■ Exercises ■
1. According to the extract on state laws, which state is the only one currently prohibiting law enforcement from engaging in sexual conduct while on duty?
2. Decide whether each statement agrees with the extract on state laws: (a) Alabama has a statute prohibiting Department of Corrections employees from engaging in sexual conduct with incarcerated persons. (b) South Carolina is one of 19 states that only prohibit Department of Corrections or Department of Juvenile Justice employees from engaging in that behavior. (c) The bill to add an arresting law enforcement officer to South Carolina's statute made it out of committee. Answer yes or no for each, quoting the deciding words.
3. Print the part of the extract on state laws starting with "Shared Hope International, an" and going on through "out of committee.".

[Extract Boundary: Start]

What are other states doing?

Almost every state, except Alabama, has statutes prohibiting law enforcement or Department of Corrections employees from engaging in sexual conduct with persons who have been placed in custody, detained, incarcerated or placed on probation.

Shared Hope International, an anti-trafficking organization that has helped craft legislation in South Carolina aimed at saving and protecting victims, compiled a list of state laws that address law enforcement engaging in sexual conduct on the job after being sent The Sun News’ investigation.

South Carolina is one of 19 states that only prohibits Department of Corrections or Department of Juvenile Justice employees from engaging in that behavior.

Legislators introduced a bill last session to add an arresting law enforcement officer to that statute — as is the case in 22 other states — but it never made it out of committee.

Sarah Bendtsen, Shared Hope’s director of state legislative advocacy, said that those laws, which are meant to address the power dynamic between an officer and incarcerated individual, wouldn’t have prevented or criminalized the private investigator’s actions in Horry County.

“Law enforcement, especially one acting in an undercover capacity, are not perceived as being in a position of authority and therefore the statute wouldn’t apply,” she said.

Even in the few states that prohibit law enforcement from engaging in sexual conduct with subjects of an investigation, Bendtsen said there are loopholes because a case could be made with regard to the spa investigation that the employees weren’t specifically the subject of the investigation.

Michigan is the only state currently prohibiting law enforcement from engaging in sexual conduct while on duty, which Bendtsen said she believes is the only way states can prevent law enforcement from using sex acts as an investigative tool.

Former solicitor weighs in

Not every lawmaker was critical of the investigator’s actions or in favor of restricting law enforcement from engaging in similar behavior.

[Extract Boundary: End]
[Information Boundary: Start]

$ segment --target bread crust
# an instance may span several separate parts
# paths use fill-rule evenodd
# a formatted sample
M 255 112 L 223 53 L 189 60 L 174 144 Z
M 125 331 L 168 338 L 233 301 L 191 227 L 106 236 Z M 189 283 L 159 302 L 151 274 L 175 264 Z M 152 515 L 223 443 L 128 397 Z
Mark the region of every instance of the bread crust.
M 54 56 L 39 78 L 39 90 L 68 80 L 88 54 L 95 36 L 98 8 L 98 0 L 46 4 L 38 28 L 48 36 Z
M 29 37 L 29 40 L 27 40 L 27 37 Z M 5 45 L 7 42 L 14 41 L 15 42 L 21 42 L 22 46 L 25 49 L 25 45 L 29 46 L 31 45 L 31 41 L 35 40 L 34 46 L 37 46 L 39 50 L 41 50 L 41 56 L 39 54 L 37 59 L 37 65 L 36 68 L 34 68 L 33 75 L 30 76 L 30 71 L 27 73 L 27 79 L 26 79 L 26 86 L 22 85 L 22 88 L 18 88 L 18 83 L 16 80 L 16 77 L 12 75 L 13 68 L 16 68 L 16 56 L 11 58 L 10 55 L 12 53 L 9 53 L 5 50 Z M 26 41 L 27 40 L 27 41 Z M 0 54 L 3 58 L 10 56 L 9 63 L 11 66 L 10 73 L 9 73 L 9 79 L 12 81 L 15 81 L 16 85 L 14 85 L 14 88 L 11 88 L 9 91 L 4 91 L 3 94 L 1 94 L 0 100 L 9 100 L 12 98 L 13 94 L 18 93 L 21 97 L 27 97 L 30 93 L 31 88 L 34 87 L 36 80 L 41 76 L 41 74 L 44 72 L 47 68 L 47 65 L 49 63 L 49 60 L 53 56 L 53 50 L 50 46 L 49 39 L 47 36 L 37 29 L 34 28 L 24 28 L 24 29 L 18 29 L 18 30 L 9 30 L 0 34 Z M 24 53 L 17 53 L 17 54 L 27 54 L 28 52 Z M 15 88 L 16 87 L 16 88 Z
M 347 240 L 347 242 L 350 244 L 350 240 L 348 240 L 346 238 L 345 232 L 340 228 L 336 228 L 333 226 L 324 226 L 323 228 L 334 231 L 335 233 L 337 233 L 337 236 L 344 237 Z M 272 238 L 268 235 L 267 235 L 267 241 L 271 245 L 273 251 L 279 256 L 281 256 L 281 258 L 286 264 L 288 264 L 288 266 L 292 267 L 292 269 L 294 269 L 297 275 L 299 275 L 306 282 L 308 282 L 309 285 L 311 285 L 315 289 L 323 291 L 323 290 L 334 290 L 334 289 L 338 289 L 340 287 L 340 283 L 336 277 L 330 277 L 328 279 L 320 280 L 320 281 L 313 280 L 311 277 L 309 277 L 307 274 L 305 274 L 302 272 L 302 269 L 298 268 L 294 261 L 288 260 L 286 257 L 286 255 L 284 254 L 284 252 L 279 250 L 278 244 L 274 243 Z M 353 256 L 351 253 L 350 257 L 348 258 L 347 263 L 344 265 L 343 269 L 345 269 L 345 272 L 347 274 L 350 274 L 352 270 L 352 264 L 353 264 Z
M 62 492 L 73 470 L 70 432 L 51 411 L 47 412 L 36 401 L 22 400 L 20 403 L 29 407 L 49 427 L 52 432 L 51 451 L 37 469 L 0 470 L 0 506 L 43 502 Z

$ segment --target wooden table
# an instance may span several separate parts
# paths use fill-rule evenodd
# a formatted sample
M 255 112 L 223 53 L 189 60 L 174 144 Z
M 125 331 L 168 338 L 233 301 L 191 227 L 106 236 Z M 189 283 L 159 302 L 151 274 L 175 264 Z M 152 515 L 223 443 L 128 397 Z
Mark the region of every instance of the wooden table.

[Information Boundary: End]

■ Outputs by task ■
1. Michigan.

2.
(a) No: "Almost every state, except Alabama, has statutes prohibiting law enforcement or Department of Corrections employees from engaging in sexual conduct"
(b) Yes: "South Carolina is one of 19 states that only prohibits Department of Corrections or Department of Juvenile Justice employees from engaging in that behavior."
(c) No: "but it never made it out of committee."

3.
Shared Hope International, an anti-trafficking organization that has helped craft legislation in South Carolina aimed at saving and protecting victims, compiled a list of state laws that address law enforcement engaging in sexual conduct on the job after being sent The Sun News’ investigation.

South Carolina is one of 19 states that only prohibits Department of Corrections or Department of Juvenile Justice employees from engaging in that behavior.

Legislators introduced a bill last session to add an arresting law enforcement officer to that statute — as is the case in 22 other states — but it never made it out of committee.